-- Task details --
Can all of these lines be returned exactly?

-- Dataset extract --
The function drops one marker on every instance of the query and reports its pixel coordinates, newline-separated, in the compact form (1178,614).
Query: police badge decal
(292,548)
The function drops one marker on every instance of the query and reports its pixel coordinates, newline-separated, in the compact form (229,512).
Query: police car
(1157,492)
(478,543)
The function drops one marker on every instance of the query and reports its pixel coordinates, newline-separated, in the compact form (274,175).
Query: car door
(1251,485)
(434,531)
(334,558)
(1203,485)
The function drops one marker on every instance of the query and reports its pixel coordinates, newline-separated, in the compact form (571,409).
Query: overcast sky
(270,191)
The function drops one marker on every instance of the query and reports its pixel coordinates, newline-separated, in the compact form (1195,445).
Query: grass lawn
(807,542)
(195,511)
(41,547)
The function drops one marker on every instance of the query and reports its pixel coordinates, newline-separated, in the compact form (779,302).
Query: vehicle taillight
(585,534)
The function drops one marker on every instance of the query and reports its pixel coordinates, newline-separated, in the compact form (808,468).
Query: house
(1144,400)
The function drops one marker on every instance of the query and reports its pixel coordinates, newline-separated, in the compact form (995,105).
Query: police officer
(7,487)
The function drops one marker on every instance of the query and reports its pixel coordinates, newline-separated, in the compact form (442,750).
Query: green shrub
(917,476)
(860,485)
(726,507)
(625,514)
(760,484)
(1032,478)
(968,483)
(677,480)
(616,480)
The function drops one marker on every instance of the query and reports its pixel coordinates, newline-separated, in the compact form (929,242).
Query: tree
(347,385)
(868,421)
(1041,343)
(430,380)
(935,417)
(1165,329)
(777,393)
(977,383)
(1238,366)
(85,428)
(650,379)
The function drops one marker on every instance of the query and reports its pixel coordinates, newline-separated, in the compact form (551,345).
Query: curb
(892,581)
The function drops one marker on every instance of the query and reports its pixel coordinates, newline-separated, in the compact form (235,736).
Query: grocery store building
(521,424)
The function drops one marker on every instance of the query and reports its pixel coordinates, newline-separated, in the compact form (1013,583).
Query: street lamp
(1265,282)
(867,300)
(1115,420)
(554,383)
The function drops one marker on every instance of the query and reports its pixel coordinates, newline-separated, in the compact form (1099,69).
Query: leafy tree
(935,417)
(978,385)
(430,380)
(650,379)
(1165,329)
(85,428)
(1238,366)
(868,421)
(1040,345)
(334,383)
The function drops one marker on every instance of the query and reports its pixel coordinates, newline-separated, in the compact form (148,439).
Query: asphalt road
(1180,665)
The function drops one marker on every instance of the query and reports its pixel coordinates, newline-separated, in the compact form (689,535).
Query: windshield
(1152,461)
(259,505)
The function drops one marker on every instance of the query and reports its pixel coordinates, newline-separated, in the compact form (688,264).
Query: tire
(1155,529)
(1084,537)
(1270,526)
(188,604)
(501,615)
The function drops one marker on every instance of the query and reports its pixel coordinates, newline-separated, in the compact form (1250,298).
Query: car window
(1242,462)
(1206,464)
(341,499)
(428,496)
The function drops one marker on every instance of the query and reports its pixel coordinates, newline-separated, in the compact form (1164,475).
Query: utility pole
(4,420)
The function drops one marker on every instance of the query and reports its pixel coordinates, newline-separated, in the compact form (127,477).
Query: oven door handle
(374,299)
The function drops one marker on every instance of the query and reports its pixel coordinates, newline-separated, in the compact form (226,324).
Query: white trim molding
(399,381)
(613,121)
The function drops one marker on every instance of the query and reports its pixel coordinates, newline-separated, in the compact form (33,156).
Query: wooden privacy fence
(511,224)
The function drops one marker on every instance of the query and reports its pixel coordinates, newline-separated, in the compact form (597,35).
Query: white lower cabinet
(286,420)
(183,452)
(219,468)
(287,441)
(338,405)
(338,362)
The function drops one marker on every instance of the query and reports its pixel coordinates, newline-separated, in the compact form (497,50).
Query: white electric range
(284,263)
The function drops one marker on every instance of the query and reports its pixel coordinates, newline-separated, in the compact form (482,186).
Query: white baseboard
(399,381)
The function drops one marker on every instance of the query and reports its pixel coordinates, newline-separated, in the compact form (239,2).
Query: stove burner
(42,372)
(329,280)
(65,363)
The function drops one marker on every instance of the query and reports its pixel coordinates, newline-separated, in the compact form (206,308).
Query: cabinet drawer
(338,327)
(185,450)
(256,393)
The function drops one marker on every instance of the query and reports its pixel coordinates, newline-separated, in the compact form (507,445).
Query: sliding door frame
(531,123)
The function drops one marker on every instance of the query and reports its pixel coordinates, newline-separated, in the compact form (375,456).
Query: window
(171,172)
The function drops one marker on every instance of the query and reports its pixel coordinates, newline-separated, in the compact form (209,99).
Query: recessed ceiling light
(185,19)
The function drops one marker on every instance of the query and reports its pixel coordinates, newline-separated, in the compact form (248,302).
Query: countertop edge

-- The reply --
The function drops one marker on every instance of the query and reports its pixel coordinates, newline-separated, in the compact form (1178,614).
Query: police badge decal
(292,548)
The function drops one marker on every instance of the query and reports its pixel coordinates, newline-separated, in the compact form (229,512).
Query: police car
(1157,492)
(478,543)
The function drops one marker on every instance of the query and reports its pixel coordinates, newline-separated, in the compact form (274,175).
Query: car door
(1251,485)
(434,531)
(334,558)
(1203,485)
The function drops one marker on every instance of the query and reports its pixel coordinates, newline-separated, in the compact form (571,409).
Query: overcast sky
(270,191)
The function drops one marker on every instance of the query and reports its pixel coordinates, newline-separated, in the compact form (1195,445).
Query: grass lawn
(807,542)
(195,511)
(41,547)
The function drops one marker on every instance of the query and reports its pixel coordinates, newline-separated, in the compact form (779,302).
Query: vehicle taillight
(585,534)
The function drops one marker on every instance of the query and reports its pixel coordinates, newline-separated, in the compact form (808,468).
Query: house
(1144,400)
The function drops one marker on every instance of the query and reports its pixel coordinates, newline-separated, in the compact form (995,105).
Query: police officer
(7,487)
The function drops one marker on every instance of the query and reports its pixel coordinates, newline-separated, in the compact form (442,750).
Query: green shrub
(917,476)
(860,485)
(726,507)
(625,514)
(760,484)
(1032,478)
(968,483)
(677,480)
(616,480)
The function drops one marker on every instance of the query and reports its pixel coordinates, newline-separated, in the compact form (929,242).
Query: tree
(347,385)
(868,421)
(1041,343)
(430,380)
(935,417)
(1165,329)
(777,393)
(977,383)
(1238,366)
(85,428)
(650,379)
The function drops one marker on every instance of the query and reports its pixel coordinates, newline-separated, in the compact form (551,345).
Query: curb
(892,581)
The function drops one marker on every instance of the query and reports its pixel coordinates, newline-separated, in the compact form (235,736).
Query: grocery store building
(521,424)
The function drops one marker on every instance of the query and reports its pixel coordinates, newline-separated, in the compact form (1013,583).
Query: street lamp
(1265,282)
(867,300)
(1115,420)
(554,383)
The function drops one marker on every instance of the query and reports its pixel coordinates, newline-separated, in the compact form (1099,69).
Query: leafy tree
(935,417)
(978,385)
(430,380)
(650,379)
(1165,329)
(85,428)
(1238,366)
(868,421)
(1040,345)
(334,383)
The function drops one marker on every instance of the query and reports its pixel coordinates, newline-separated, in the compact form (148,439).
Query: asphalt road
(1180,665)
The function drops one marker on every instance of the query and reports its pixel coordinates, newline-separated, in the compact form (689,535).
Query: windshield
(1152,461)
(259,505)
The function drops one marker on every instance of the query and reports its pixel coordinates, newline-separated, in the compact form (688,264).
Query: tire
(1155,529)
(1084,537)
(1270,526)
(188,604)
(501,615)
The function drops one marker on every instance of the query and reports its pixel coordinates, newline-separated, in the compact form (1250,298).
Query: car window
(1242,462)
(1206,464)
(341,499)
(428,496)
The function drops one marker on every instance of the query and reports its pixel coordinates, newline-separated, in the compact form (1164,475).
Query: utility pole
(4,420)
The function drops one marker on every instance of the query and reports its pixel coordinates, newline-separated, in the compact form (127,477).
Query: oven door handle
(374,299)
The function drops one marker on every instance of the query and reports its pixel coordinates, newline-separated, in the compact form (226,324).
Query: white trim molding
(399,381)
(613,121)
The function drops one marker on every instance of the query and reports its pixel coordinates, newline-separated, in the compact form (33,156).
Query: wooden privacy fence
(511,224)
The function drops one marker on every instance of the query and reports its pixel coordinates, newline-separated, in the compact form (597,35).
Query: white lower cabinet
(286,420)
(183,452)
(219,468)
(287,441)
(338,405)
(338,362)
The function drops one marker on every instance of the query and reports its pixel coordinates, newline-separated, in the compact form (497,50).
Query: white electric range
(284,263)
The function drops one marker on every instance of the query and reports its pixel coordinates, newline-separated, in the compact form (482,186).
Query: white baseboard
(399,381)
The function drops one marker on every instance of the query and reports its pixel coordinates, newline-separated, in the compact form (239,2).
Query: stove burner
(42,372)
(329,280)
(65,363)
The function drops one marker on every instance of the query and reports its pixel coordinates, newline-separated, in the compact form (206,308).
Query: cabinet drawer
(338,327)
(185,450)
(256,393)
The function drops one marker on every instance of the query and reports its pixel coordinates, newline-separated, in the compact form (507,445).
Query: sliding door frame
(531,123)
The function drops one marker on every instance of the query and reports its pixel coordinates, newline-separated, in the compact form (375,456).
Query: window
(171,172)
The function drops one marker on every instance of the query and reports its pixel coordinates, newline-separated, in the compact form (209,99).
Query: recessed ceiling light
(185,19)
The function drops one marker on every instance of the query and reports its pixel coordinates, newline-separated, in the compact form (248,302).
Query: countertop edge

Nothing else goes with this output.